> [PROVIDED PASSAGE]
......

Dario Argento

 

 


                                           "The Italian Hitchcock"
 
"The process of writing and directing drives you to such extremes that it's
natural to feel an affinity with insanity. I approach the madness as
something dangerous and I'm afraid but I also want to go to it, to see
what's there, to embrace it. I don't know why but I am drawn." -Dario
Argento
 
I  remember watching 'Suspiria' with my Brother when I was about 17 and he  was 10. He just wanted to hang
out with me, steal my popcorn and get  to stay up late. What really
ended up happening that night was us BOTH  getting hooked on Dario
Argento movies. Never in my life had I ever seen my brother so scared.
Sometimes I think that the movie was more enjoyable because of his
reactions to the images on the screen. Don't get me wrong, we were both
shocked by what were seeing and but I was the older sister trying to
play it cool, like I wasn't scared too. Poor Clayton couldn't sleep for a week. I on the other hand would rent this amazing film twice more the
same week. Lucky for me, the video store clerk was amused and knew a lot about Horror and was able to fill me in on some of his other movies. He kinda took me under his wing and opened the door to Italian Horror for
me. He would even get movies specifically for me and call me when they
came in. I soon became obsessed with Dario Argento's work, as did my
brother and we would live for the weekends so that we could watch these
movies while Mom and Dad were out. You name it, we watched it. And
usually more than once! Watching all these films with Clayton are some
of the fondest memories I have of him. I wish we could have seen
Argento's newest release 'Giallo' together. He would have loved it!

......

> [ENTRIES]
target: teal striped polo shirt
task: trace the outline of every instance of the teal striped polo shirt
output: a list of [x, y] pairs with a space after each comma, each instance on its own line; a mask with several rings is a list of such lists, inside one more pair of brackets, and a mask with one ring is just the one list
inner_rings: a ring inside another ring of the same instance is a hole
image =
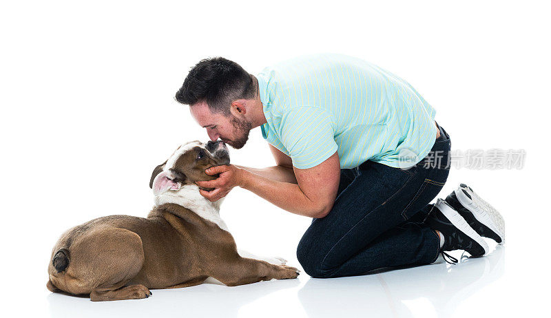
[[436, 111], [406, 81], [360, 59], [298, 57], [256, 76], [267, 123], [262, 137], [299, 169], [337, 151], [341, 169], [366, 160], [421, 161], [435, 143]]

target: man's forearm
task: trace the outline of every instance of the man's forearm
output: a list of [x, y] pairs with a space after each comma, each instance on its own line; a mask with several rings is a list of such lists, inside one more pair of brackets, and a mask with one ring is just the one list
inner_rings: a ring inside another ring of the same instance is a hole
[[[272, 180], [244, 170], [241, 184], [243, 189], [291, 213], [310, 218], [322, 218], [324, 215], [326, 207], [319, 206], [318, 202], [309, 199], [298, 184]], [[266, 170], [263, 171], [266, 172]], [[296, 179], [294, 180], [296, 182]]]
[[267, 168], [258, 169], [238, 166], [237, 165], [236, 165], [236, 167], [268, 179], [271, 179], [282, 182], [294, 183], [295, 184], [297, 184], [297, 178], [295, 177], [295, 172], [293, 171], [293, 167], [274, 166], [269, 167]]

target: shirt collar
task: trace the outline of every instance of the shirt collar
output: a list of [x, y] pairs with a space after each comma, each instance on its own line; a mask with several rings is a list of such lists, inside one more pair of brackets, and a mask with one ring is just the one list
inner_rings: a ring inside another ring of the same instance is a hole
[[256, 79], [258, 81], [258, 94], [260, 95], [260, 102], [262, 103], [262, 111], [264, 116], [266, 117], [267, 123], [260, 125], [260, 130], [262, 132], [262, 138], [264, 139], [268, 138], [268, 133], [270, 131], [270, 119], [271, 118], [271, 112], [270, 112], [270, 100], [269, 95], [268, 94], [268, 82], [264, 78], [264, 74], [262, 73], [256, 76]]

......

> [EXERCISE SET]
#1 Repeat the stretch of the Dario Argento piece from "I  remember watching" through "brother so scared.".
#2 Using the Dario Argento piece, mark each statement yes or no and quote the words that decide it. (a) Clayton slept well in the days after watching the film. (b) The video store clerk phoned when films he had ordered for the writer arrived. (c) The siblings watched the films while Mom and Dad were out.
#3 Resume the Dario Argento piece after its last sentence.

> [ANSWERS PER TASK]
#1
I  remember watching 'Suspiria' with my Brother when I was about 17 and he  was 10. He just wanted to hang
out with me, steal my popcorn and get  to stay up late. What really
ended up happening that night was us BOTH  getting hooked on Dario
Argento movies. Never in my life had I ever seen my brother so scared.

#2
(a) No: "Poor Clayton couldn't sleep for a week."
(b) Yes: "He would even get movies specifically for me and call me when they came in."
(c) Yes: "we would live for the weekends so that we could watch these movies while Mom and Dad were out."

#3
 
 
I was enthralled with Argento's ability to bring me to edge of my seat
and his ability to always keep me guessing. One thing I really loved
about his movies is that I would think I had figured out who the villain was about 5 times per film only to find I was wrong in the end. The
suspense and creepiness in this master's films was second to none for
me. And of course there is always the violence and gore of which I am a
huge fan. It is hard for me to pick a favorite out of his films as they
seem to always change for me. For instance, today I would have to say my favorite is 'Opera' (aka 'Terror at the Opera'). I remember the first
time I watched it and being absolutely horrified at the prospect of
having needles taped to my eyelids and being forced to watch all the
people around me killed off like the ill-fated Opera Diva. Two weeks ago it was 'The Bird with the Crystal Plumage' and I found myself still
holding my breath even though I had already seen it a dozen times. 3
months ago it was 'Deep Red' (aka 'Profondo Rosso') and that maniacally
laughing mechanical doll still gave me goosebumps.  A month before that, I was totally infatuated with the 'Three Mothers' Trilogy ( 'Suspiria', 'Inferno' and 'Mother of Tears') and prior to that it was a toss-up
between 'Do You Like Hitchcock?' and 'The Stendhal Syndrome' or maybe
even "Phenomena' (aka 'Creepers'). See what I mean? Too hard to choose
just one.  I love this all these films for different reasons and every
time I watch one I find new reasons to appreciate this man's work. I am a huge fan of the bright colors, the lighting, the cinematography, weird
angles, sound and many other of the signature Argento trademarks. Yes
Ladies and Gentleman, when it comes to this man's cinematic genius, I am a total self proclaimed nerd!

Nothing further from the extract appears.